Find every line below with the string "instance" and pick it out.

Stored records:
----------

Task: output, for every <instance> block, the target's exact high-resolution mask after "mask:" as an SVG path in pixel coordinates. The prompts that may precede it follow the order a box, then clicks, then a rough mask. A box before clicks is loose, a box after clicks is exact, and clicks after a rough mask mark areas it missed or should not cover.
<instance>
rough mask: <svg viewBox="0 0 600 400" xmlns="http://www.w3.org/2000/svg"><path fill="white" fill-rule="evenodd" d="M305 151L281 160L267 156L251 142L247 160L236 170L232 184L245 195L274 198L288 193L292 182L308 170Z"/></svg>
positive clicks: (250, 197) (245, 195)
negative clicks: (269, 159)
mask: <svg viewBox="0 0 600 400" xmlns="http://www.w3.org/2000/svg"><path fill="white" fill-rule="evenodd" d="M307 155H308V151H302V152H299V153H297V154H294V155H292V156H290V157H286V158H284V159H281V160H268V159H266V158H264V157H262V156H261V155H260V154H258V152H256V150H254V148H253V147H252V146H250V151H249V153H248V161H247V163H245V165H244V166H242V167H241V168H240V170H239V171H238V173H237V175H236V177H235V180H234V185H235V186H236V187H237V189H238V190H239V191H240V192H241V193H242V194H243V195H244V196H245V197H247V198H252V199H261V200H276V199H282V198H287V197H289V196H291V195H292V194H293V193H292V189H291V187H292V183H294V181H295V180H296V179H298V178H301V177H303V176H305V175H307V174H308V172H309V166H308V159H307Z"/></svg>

----------

TASK SOLUTION:
Task: output, for every <instance> block, the target's exact high-resolution mask after "mask:" as an SVG path in pixel coordinates. The prompts that may precede it follow the order a box, then clicks, then a rough mask. A box before clicks is loose, a box after clicks is exact, and clicks after a rough mask mark areas it missed or should not cover.
<instance>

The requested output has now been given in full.